++++ GIVEN INFORMATION

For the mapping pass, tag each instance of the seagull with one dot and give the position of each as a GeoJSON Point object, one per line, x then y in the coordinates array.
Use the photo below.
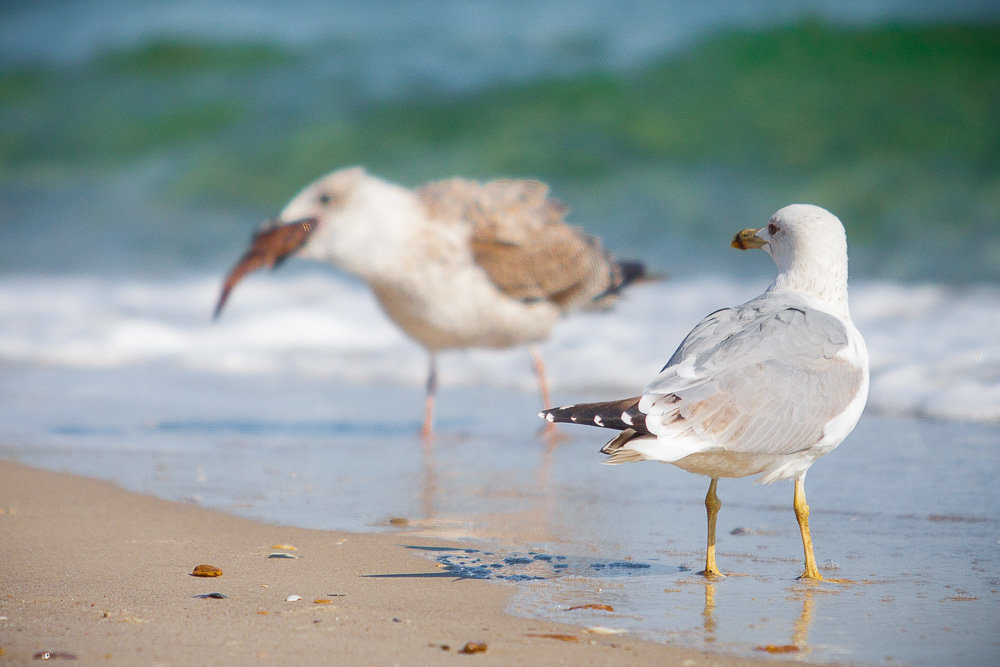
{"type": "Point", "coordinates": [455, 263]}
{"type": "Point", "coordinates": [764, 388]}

++++++++
++++ GIVEN INFORMATION

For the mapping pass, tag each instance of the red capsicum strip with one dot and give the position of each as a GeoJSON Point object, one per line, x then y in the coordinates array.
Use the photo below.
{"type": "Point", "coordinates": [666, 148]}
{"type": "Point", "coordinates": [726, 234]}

++++++++
++++ GIVEN INFORMATION

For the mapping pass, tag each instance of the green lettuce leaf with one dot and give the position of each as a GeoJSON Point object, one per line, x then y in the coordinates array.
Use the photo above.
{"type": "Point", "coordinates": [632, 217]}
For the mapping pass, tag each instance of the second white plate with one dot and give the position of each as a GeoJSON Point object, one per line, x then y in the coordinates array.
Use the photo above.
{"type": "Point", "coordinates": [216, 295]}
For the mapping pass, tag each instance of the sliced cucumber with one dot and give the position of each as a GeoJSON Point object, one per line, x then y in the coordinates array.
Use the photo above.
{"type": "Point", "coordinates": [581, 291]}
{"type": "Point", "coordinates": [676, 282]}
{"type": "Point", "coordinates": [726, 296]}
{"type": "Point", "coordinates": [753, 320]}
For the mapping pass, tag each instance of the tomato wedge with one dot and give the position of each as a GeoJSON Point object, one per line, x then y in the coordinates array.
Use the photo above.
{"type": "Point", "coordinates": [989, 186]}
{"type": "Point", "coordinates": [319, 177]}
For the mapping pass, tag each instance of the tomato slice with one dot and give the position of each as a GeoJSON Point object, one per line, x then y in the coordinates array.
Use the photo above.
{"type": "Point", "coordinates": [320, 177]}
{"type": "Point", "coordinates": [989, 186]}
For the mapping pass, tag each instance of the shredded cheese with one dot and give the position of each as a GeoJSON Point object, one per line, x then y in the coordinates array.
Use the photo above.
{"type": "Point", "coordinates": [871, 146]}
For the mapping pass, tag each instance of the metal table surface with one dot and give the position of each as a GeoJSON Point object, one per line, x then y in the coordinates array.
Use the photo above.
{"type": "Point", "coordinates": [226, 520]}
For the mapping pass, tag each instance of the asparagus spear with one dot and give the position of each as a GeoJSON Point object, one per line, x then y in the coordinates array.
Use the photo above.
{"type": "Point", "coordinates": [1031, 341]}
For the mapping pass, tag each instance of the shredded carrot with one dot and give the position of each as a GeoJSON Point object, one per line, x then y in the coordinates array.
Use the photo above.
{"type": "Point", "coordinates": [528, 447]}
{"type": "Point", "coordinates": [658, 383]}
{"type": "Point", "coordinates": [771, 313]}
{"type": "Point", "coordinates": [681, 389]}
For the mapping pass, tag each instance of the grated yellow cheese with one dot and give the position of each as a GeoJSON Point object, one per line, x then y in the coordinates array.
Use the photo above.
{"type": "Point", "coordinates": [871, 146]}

++++++++

## [PROBLEM DETAILS]
Every line in the records above that contains the word "tomato" should be copied out.

## [SOLVED EXERCISE]
For the mapping pass, tag each instance of the tomato wedge with one dot and give the position of each as a GeoJSON Point object, one per line, x then y in the coordinates array.
For the mapping pass, tag each instance of the tomato slice with one dot and give the position of each as a GeoJSON Point object, one per line, x then y in the coordinates array.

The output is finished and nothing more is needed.